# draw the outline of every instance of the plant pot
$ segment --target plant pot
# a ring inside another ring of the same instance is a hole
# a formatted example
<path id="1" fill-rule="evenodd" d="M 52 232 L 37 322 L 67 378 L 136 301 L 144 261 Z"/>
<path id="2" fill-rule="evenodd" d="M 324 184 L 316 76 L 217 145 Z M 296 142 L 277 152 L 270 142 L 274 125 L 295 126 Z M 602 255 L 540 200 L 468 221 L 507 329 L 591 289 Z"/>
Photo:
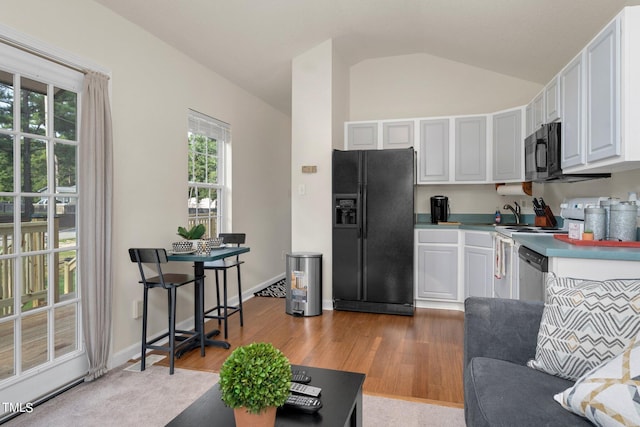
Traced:
<path id="1" fill-rule="evenodd" d="M 274 427 L 276 425 L 276 407 L 270 406 L 259 414 L 252 414 L 245 408 L 235 408 L 233 415 L 236 427 Z"/>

▸ WHAT TO PRODUCE: Output, exactly and only, the lines beginning with the one that contains "# a formatted example" and ending at the last line of the records above. Drop the pictures.

▸ OUTPUT:
# a formatted example
<path id="1" fill-rule="evenodd" d="M 52 232 L 37 322 L 67 378 L 136 301 L 144 261 Z"/>
<path id="2" fill-rule="evenodd" d="M 324 184 L 316 76 L 217 145 Z M 296 142 L 277 152 L 270 142 L 274 125 L 295 126 Z M 602 255 L 540 200 L 468 221 L 507 329 L 591 289 Z"/>
Photo:
Traced:
<path id="1" fill-rule="evenodd" d="M 274 427 L 276 425 L 276 407 L 270 406 L 259 414 L 252 414 L 245 408 L 235 408 L 233 415 L 236 427 Z"/>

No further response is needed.